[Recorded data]
——
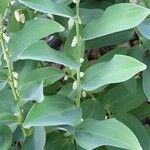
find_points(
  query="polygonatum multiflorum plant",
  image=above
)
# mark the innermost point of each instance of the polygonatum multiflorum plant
(74, 74)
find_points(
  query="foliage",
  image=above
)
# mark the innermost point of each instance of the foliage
(56, 93)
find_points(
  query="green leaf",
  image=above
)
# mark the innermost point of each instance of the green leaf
(118, 69)
(137, 128)
(91, 134)
(111, 39)
(88, 15)
(40, 28)
(74, 52)
(47, 74)
(57, 141)
(32, 91)
(6, 100)
(54, 110)
(6, 118)
(144, 28)
(36, 141)
(5, 137)
(67, 90)
(42, 52)
(131, 85)
(96, 109)
(3, 5)
(142, 112)
(48, 6)
(123, 16)
(119, 99)
(108, 56)
(146, 78)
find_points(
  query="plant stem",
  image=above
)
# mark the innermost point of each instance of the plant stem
(78, 51)
(11, 79)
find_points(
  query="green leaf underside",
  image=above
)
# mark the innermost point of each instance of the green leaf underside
(116, 18)
(41, 74)
(5, 137)
(118, 69)
(124, 100)
(28, 35)
(36, 141)
(3, 5)
(137, 127)
(54, 110)
(91, 134)
(42, 52)
(48, 6)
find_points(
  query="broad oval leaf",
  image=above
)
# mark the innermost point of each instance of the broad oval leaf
(48, 6)
(36, 141)
(32, 31)
(118, 69)
(5, 137)
(91, 134)
(54, 110)
(93, 109)
(119, 99)
(116, 18)
(146, 79)
(137, 128)
(33, 91)
(144, 28)
(42, 52)
(57, 141)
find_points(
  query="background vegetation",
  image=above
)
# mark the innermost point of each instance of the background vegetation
(74, 75)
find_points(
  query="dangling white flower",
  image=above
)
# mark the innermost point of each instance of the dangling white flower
(75, 85)
(70, 23)
(84, 94)
(74, 41)
(15, 83)
(81, 60)
(81, 74)
(66, 78)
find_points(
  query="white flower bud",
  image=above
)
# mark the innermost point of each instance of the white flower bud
(81, 74)
(74, 41)
(84, 94)
(70, 23)
(15, 75)
(81, 60)
(75, 85)
(66, 78)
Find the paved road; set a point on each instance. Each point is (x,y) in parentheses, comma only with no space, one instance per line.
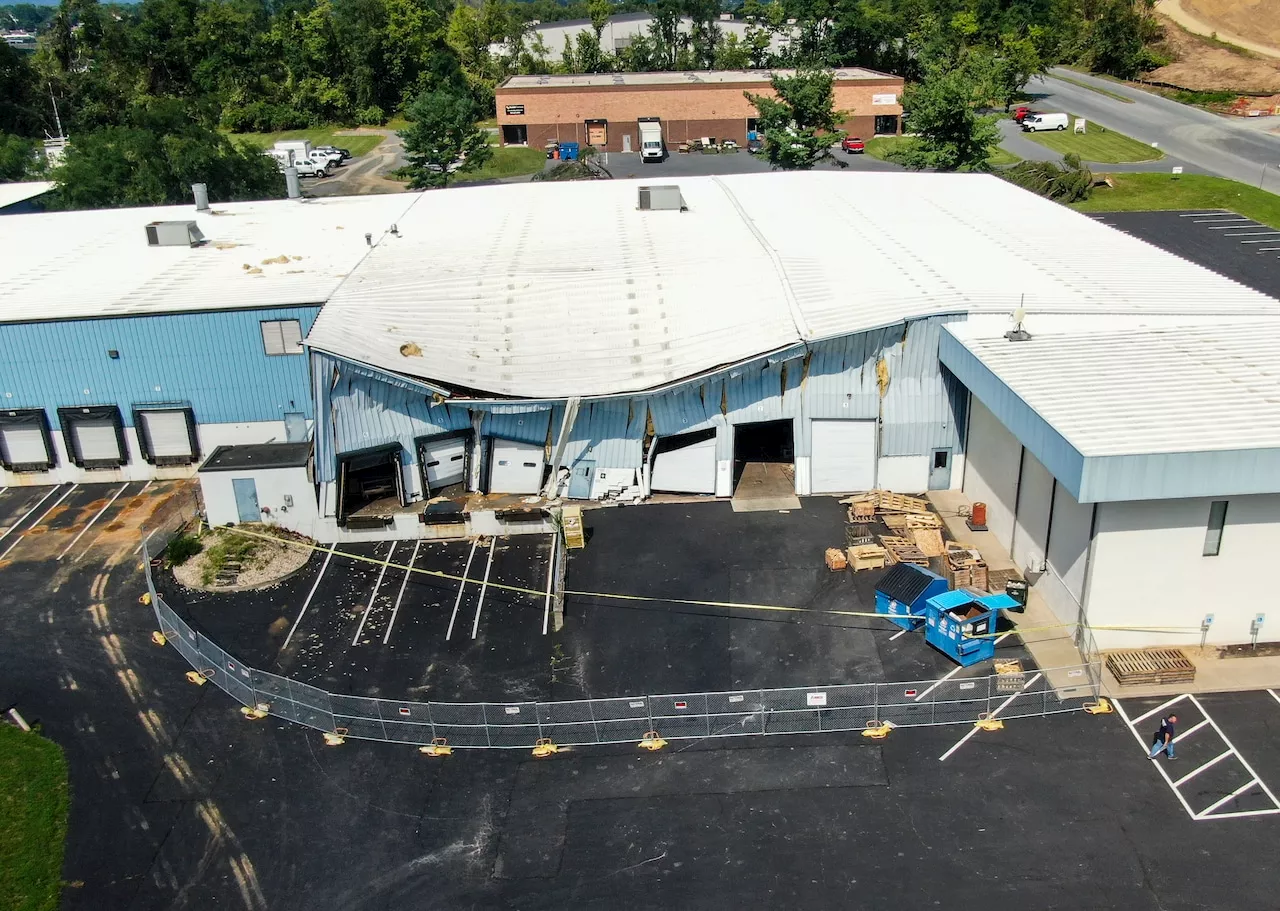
(1208,142)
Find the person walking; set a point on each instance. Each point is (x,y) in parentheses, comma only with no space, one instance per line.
(1164,738)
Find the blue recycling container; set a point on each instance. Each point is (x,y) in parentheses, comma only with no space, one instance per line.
(903,591)
(961,625)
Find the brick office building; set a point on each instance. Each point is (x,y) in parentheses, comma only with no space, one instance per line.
(603,109)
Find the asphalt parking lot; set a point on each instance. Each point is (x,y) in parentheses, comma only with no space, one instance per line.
(1230,245)
(179,802)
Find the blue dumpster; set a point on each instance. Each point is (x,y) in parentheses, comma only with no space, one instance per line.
(901,593)
(961,625)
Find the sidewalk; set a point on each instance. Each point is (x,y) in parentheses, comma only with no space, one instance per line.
(1052,645)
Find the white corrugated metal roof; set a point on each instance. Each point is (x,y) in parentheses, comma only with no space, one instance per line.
(547,291)
(1121,385)
(12,193)
(87,264)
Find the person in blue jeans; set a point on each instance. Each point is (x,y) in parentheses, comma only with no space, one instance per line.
(1164,738)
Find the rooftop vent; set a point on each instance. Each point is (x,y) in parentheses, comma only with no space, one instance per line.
(662,198)
(174,234)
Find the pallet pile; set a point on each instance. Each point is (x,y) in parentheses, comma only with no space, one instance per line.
(1133,667)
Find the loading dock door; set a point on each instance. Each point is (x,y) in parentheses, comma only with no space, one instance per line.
(168,436)
(685,467)
(844,457)
(516,467)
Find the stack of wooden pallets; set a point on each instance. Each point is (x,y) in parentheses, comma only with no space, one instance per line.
(1133,667)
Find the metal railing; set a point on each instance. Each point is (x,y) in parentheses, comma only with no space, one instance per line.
(695,715)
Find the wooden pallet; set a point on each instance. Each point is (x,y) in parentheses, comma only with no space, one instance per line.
(1133,667)
(904,550)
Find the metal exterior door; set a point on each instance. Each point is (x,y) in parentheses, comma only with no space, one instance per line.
(295,426)
(580,480)
(940,470)
(246,499)
(844,457)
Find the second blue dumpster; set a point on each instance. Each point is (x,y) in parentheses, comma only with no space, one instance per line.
(901,593)
(961,625)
——
**What the task requires**
Among the lines above, count those containing the string "query"; please give the count alone.

**Response for this exercise**
9